Challenge - Copy the data below verbatim, beginning at the line containing "Warehouse pick-planner input: mark the bubble" and continuing through the line containing "(1168, 438)", with both of those lines included. Omit any images from your copy.

Data records -
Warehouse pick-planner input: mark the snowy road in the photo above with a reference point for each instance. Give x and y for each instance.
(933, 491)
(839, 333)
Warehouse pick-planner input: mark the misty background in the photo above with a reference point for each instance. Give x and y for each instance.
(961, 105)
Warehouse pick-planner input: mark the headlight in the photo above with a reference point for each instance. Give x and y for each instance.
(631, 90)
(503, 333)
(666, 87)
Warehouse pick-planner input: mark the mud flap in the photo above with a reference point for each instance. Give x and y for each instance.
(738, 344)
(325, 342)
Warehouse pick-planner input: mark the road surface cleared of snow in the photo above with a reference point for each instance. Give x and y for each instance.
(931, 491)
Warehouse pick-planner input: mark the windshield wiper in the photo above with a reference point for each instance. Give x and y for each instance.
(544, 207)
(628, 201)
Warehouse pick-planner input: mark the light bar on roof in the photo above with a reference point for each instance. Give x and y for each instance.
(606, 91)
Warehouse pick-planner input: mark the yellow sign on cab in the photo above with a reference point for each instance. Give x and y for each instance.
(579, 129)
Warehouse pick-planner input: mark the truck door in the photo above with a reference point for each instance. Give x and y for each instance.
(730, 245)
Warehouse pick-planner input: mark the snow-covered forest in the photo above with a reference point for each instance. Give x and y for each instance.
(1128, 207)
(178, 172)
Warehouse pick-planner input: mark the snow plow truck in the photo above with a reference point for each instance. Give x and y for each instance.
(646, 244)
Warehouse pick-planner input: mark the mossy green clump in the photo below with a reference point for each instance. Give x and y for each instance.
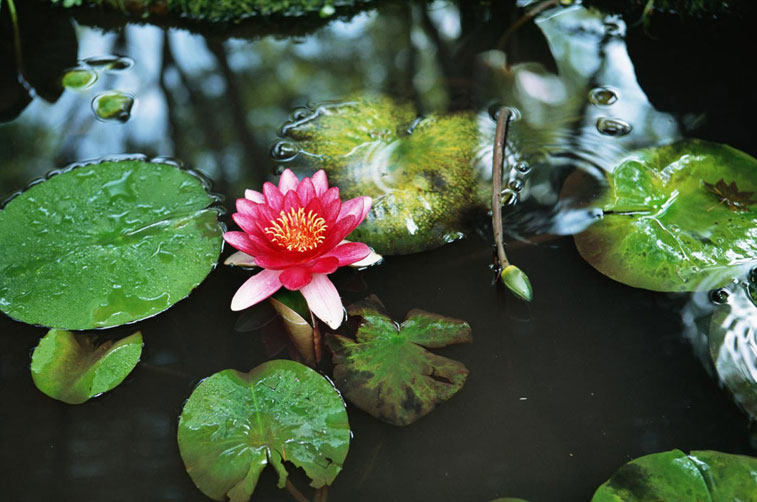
(215, 10)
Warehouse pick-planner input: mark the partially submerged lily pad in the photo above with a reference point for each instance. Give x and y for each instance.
(106, 244)
(420, 172)
(71, 368)
(668, 226)
(234, 424)
(704, 476)
(733, 345)
(387, 372)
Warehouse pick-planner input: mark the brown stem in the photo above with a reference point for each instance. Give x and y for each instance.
(295, 493)
(500, 146)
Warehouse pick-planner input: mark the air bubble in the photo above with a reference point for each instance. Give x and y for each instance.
(719, 296)
(284, 151)
(603, 96)
(113, 106)
(613, 127)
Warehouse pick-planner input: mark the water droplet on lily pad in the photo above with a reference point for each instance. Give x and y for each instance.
(79, 78)
(113, 106)
(613, 126)
(603, 96)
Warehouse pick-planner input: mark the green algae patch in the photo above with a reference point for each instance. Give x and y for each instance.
(234, 424)
(703, 476)
(387, 372)
(679, 217)
(106, 244)
(420, 172)
(71, 368)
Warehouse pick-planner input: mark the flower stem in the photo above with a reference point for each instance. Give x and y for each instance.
(500, 145)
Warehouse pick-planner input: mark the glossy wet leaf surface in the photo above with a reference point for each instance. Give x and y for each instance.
(106, 244)
(69, 366)
(733, 345)
(663, 227)
(234, 424)
(420, 173)
(387, 372)
(703, 476)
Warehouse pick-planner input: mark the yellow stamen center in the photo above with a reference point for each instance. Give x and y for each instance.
(297, 231)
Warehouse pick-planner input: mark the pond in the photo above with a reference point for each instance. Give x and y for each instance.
(610, 361)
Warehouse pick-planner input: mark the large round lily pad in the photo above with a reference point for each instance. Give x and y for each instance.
(421, 173)
(387, 372)
(71, 368)
(234, 424)
(106, 244)
(702, 476)
(676, 218)
(733, 345)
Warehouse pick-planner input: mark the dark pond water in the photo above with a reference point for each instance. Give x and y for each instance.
(561, 392)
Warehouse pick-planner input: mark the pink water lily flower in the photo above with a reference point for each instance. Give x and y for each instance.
(295, 232)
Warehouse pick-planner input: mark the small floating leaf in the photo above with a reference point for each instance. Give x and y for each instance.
(664, 230)
(420, 172)
(113, 106)
(79, 78)
(706, 476)
(106, 244)
(70, 368)
(733, 345)
(234, 424)
(386, 371)
(517, 282)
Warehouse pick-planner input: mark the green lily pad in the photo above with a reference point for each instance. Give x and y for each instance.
(70, 368)
(234, 424)
(386, 371)
(676, 218)
(421, 173)
(106, 244)
(703, 476)
(733, 345)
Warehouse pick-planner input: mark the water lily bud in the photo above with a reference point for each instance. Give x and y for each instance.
(517, 282)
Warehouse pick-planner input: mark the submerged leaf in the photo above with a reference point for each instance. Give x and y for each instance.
(704, 476)
(70, 368)
(662, 228)
(234, 424)
(420, 172)
(386, 371)
(733, 346)
(106, 244)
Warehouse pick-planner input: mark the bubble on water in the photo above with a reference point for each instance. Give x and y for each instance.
(113, 106)
(79, 78)
(720, 296)
(603, 96)
(110, 63)
(613, 126)
(495, 109)
(284, 151)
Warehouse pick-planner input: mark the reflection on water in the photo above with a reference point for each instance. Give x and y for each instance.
(565, 389)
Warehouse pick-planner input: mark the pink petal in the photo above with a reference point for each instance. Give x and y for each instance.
(256, 289)
(323, 300)
(242, 242)
(306, 191)
(254, 196)
(295, 278)
(349, 252)
(273, 196)
(325, 265)
(320, 183)
(357, 207)
(288, 181)
(241, 259)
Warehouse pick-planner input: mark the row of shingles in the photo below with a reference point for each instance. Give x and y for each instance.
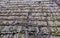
(53, 10)
(47, 8)
(8, 26)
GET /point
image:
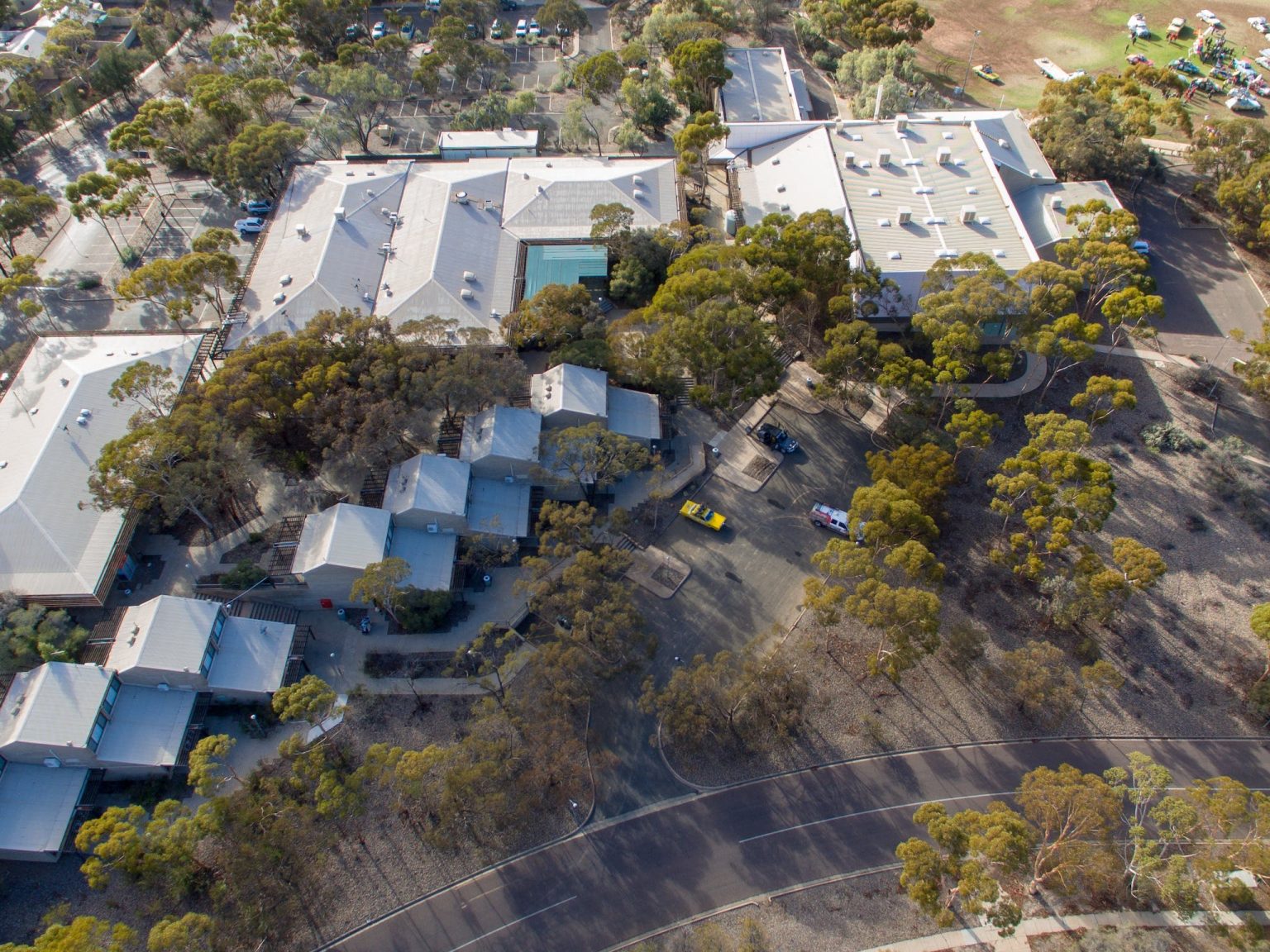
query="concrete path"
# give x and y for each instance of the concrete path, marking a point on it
(990, 937)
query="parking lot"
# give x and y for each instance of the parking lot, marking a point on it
(748, 578)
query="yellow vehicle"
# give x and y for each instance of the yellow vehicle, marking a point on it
(699, 513)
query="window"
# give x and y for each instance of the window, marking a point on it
(94, 738)
(208, 656)
(112, 692)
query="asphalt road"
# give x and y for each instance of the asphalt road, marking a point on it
(637, 875)
(1206, 291)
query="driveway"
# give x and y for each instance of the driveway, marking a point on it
(1206, 287)
(635, 876)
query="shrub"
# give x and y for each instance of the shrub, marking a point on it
(243, 575)
(423, 610)
(1168, 438)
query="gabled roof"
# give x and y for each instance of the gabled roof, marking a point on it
(435, 483)
(348, 536)
(165, 634)
(55, 705)
(506, 432)
(551, 198)
(55, 541)
(568, 388)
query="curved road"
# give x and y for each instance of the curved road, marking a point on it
(634, 875)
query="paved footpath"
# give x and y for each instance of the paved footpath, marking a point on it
(642, 873)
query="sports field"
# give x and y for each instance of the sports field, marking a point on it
(1076, 35)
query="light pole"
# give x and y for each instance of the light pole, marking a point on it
(968, 61)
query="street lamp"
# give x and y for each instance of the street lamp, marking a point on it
(968, 61)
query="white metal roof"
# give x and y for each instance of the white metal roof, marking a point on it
(165, 634)
(1044, 222)
(345, 535)
(791, 175)
(253, 656)
(551, 198)
(507, 432)
(431, 556)
(431, 483)
(568, 388)
(52, 540)
(55, 705)
(146, 726)
(634, 414)
(489, 139)
(37, 805)
(499, 508)
(761, 88)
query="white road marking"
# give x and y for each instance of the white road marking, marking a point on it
(508, 926)
(876, 810)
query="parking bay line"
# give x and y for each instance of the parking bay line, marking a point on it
(514, 921)
(876, 810)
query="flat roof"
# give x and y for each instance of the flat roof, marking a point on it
(429, 554)
(563, 264)
(489, 139)
(429, 483)
(634, 414)
(506, 432)
(761, 88)
(147, 726)
(165, 634)
(55, 705)
(37, 805)
(345, 535)
(54, 541)
(253, 656)
(499, 508)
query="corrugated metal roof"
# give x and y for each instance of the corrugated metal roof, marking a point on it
(55, 705)
(499, 508)
(37, 805)
(346, 535)
(507, 432)
(52, 540)
(563, 264)
(253, 656)
(428, 483)
(568, 388)
(165, 634)
(634, 414)
(146, 726)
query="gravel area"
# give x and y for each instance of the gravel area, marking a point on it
(1184, 649)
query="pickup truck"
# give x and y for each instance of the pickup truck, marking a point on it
(824, 516)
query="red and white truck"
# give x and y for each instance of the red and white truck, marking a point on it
(826, 516)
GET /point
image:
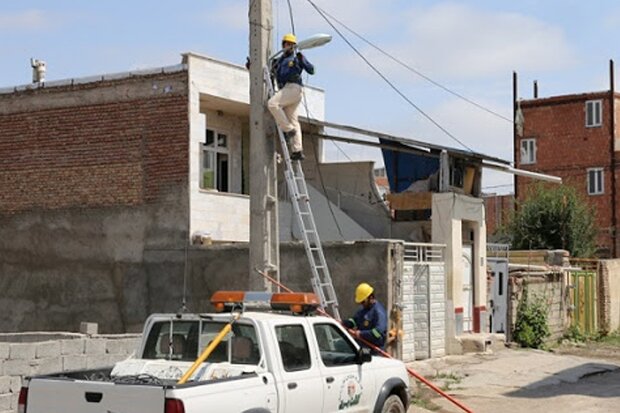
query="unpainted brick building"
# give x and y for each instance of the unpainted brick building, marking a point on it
(576, 138)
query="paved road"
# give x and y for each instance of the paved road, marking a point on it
(523, 381)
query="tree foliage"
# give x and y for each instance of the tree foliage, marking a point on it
(553, 218)
(531, 326)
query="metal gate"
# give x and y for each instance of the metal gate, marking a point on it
(497, 258)
(424, 301)
(583, 300)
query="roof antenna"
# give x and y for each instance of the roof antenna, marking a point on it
(38, 70)
(183, 308)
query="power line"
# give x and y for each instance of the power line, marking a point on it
(417, 72)
(386, 80)
(290, 13)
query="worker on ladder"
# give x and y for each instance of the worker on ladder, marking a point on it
(285, 103)
(370, 321)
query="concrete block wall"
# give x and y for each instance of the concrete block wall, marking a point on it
(22, 355)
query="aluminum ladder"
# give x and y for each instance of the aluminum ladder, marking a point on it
(298, 191)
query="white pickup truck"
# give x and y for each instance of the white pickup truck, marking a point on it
(269, 362)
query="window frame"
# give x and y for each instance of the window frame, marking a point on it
(595, 190)
(529, 157)
(352, 346)
(596, 104)
(216, 150)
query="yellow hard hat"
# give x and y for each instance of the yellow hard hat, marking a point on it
(289, 37)
(362, 292)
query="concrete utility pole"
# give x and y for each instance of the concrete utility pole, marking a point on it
(264, 237)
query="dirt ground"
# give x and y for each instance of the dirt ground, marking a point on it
(570, 378)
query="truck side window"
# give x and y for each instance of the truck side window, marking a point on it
(293, 347)
(335, 348)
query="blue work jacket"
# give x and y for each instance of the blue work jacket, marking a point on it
(288, 69)
(371, 323)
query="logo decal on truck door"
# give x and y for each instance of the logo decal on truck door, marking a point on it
(350, 392)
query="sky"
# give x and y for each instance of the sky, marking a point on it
(470, 47)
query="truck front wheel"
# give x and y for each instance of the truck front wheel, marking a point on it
(393, 404)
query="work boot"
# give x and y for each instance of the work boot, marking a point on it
(289, 135)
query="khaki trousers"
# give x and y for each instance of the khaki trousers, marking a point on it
(284, 107)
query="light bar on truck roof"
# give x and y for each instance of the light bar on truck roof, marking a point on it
(255, 300)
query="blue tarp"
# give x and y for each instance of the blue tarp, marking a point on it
(403, 168)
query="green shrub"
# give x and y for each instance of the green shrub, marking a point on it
(574, 334)
(531, 327)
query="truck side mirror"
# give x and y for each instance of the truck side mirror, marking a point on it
(363, 356)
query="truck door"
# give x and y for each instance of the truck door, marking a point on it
(346, 385)
(299, 386)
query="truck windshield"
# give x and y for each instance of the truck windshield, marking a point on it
(182, 339)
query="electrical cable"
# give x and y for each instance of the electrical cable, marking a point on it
(417, 72)
(290, 13)
(386, 80)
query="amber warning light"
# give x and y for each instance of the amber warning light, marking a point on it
(252, 300)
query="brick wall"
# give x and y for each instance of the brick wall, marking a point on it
(566, 148)
(68, 353)
(110, 143)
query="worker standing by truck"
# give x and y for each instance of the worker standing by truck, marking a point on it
(284, 104)
(370, 321)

Written answer -
Warehouse pick-planner input: mark the bubble on water in the photo above with a reference point for each instance. Give x and y for each instance.
(113, 106)
(79, 78)
(720, 296)
(603, 96)
(110, 63)
(613, 126)
(495, 109)
(284, 151)
Warehouse pick-planner input: mark the reflection on water in the photo above with a reference point for each instance. Give x and y for each instance.
(565, 389)
Warehouse pick-planner input: mark the pink petal in the photo above with a reference point for each instance. Give x and y for each instance.
(256, 289)
(323, 300)
(242, 242)
(306, 191)
(254, 196)
(295, 278)
(349, 252)
(273, 196)
(325, 265)
(320, 183)
(357, 207)
(288, 181)
(241, 259)
Warehouse pick-planner input: mark the row of shingles in the photo below with a reference point for each instance. Give x and y for each instance.
(53, 10)
(47, 8)
(8, 26)
GET /point
image:
query="concrete path"
# give x and y for each instance of the concrete path, marking a point on it
(990, 937)
query="parking lot"
# give x and y for each instance of the parking lot, marking a point on it
(748, 578)
query="yellow vehicle"
# give x and y for each instance of the yellow vehicle, marking a point on it
(699, 513)
query="window"
# give x and y for each instance of the window, marking a point on it
(94, 738)
(208, 656)
(112, 692)
query="asphalt road"
# give x and y for each instance of the asphalt road, marking a point on it
(637, 875)
(1206, 291)
query="driveway"
# give x and y for each instance of the driveway, marking a point on it
(1206, 287)
(635, 876)
query="shrub"
# give x and y for each instance of the shrub, marking a point on it
(243, 575)
(423, 610)
(1168, 438)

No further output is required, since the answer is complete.